TASK PROMPT: The entire listing below should be output exactly as it stands.

DATA RECORDS:

Content starts

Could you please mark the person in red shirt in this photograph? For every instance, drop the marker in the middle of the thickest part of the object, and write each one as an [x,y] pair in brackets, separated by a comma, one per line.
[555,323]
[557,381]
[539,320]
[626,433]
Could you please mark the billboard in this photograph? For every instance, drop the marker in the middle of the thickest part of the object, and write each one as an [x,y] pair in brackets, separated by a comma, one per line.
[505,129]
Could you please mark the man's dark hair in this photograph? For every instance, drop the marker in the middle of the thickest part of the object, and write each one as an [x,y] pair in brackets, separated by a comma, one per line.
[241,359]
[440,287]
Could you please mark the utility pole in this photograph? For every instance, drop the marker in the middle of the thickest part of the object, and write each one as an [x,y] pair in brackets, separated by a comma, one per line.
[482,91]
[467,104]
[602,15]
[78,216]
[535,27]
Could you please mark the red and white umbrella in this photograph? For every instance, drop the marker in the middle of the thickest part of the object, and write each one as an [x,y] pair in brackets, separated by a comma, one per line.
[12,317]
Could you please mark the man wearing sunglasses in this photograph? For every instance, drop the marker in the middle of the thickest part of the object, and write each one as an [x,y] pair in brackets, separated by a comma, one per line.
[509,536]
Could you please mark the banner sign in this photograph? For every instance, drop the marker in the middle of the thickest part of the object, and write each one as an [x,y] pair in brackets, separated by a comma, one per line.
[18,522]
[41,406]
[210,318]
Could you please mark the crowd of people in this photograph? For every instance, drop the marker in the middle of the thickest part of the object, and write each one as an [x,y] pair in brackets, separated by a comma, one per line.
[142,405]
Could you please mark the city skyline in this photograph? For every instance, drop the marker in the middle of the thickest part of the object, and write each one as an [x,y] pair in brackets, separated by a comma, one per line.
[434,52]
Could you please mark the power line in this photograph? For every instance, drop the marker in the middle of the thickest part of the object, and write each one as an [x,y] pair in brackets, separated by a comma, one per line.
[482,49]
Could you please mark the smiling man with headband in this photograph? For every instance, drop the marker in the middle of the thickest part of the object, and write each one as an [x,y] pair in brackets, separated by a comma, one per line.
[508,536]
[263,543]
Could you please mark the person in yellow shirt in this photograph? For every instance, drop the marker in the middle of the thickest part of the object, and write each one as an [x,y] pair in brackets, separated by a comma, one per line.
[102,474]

Content ends

RESULT BELOW:
Could you please mark the person in red shirt in this photograph? For every instance, drop the marker in the middle of the thickest part of the object, and write each one as an [x,y] pair in brackets, separated by a comma, one per line.
[555,323]
[557,381]
[539,320]
[626,433]
Could you please mark the billboard in this photograph? For every instance, drop the marker in the middle of the thickest part of the object, and write each one as an [x,y] pair in brackets, separated by a comma, one per line.
[505,129]
Could you please mark the man's dark hair in this photograph? For every instance, drop the marker in the middle of the thickest part of the object, and write each one as an [x,y] pair in brackets, separated by a comma, one per line.
[241,359]
[440,287]
Could you please mark the utility pole in this photograph? For every instance, drop the marker in the middle of the thickest part of the object, and write each one as an [x,y] pair in brackets, separated by a comma, one per line.
[482,91]
[467,104]
[602,15]
[78,216]
[535,27]
Could you please mark the red and white umbrella in this photograph? For every instance, drop the marker in the middle of the thickest part of the object, and write each one as an [x,y] pair in brackets, separated by a comma, one per line.
[12,317]
Could you please mark the man wearing sunglasses in this photograph? For every instance, drop the marker in the middle of the thickest part of the object, and write each one as an [x,y] pair in brackets, separated by a comma, one per line.
[509,536]
Could you please mark the banner sign in this photograph? For every instance, drop the marker in the middle of the thickest part of the object, and write each one as an [x,y] pair in brackets, separated by a comma, one per line.
[18,522]
[41,406]
[210,318]
Could you please mark the crowd of people in this photograph? For every instance, drop the marker in the middle of the thickest part of the object, and write each one as an [x,y] pair in brackets, separated by a comma, one per line.
[142,405]
Could you please mark the city skyline in this photograph? For every instance, drop the marker in the middle of the thickest part of the object, and write each one as an [x,y] pair in brackets, separated by a comma, one per line.
[434,52]
Could you please mark the power line in this photograph? For every instance, drop the marker in the middle of the thickest part of the object, and write each one as an [x,y] pair in brackets, separated by a comma, one per line.
[482,49]
Could you please mark the smiling man with headband in this photograph? For every instance, drop the marker in the middle of the thickest part of the object, and write each one as an [x,y] pair in brackets, separated by a comma, one per line.
[508,536]
[263,543]
Could you please mark the person in yellow shirt in this photograph? For every instance, drop the marker in the middle of the thickest part of the object, and write each one as an [x,y] pair in brackets, separated by a comma, one per line.
[102,474]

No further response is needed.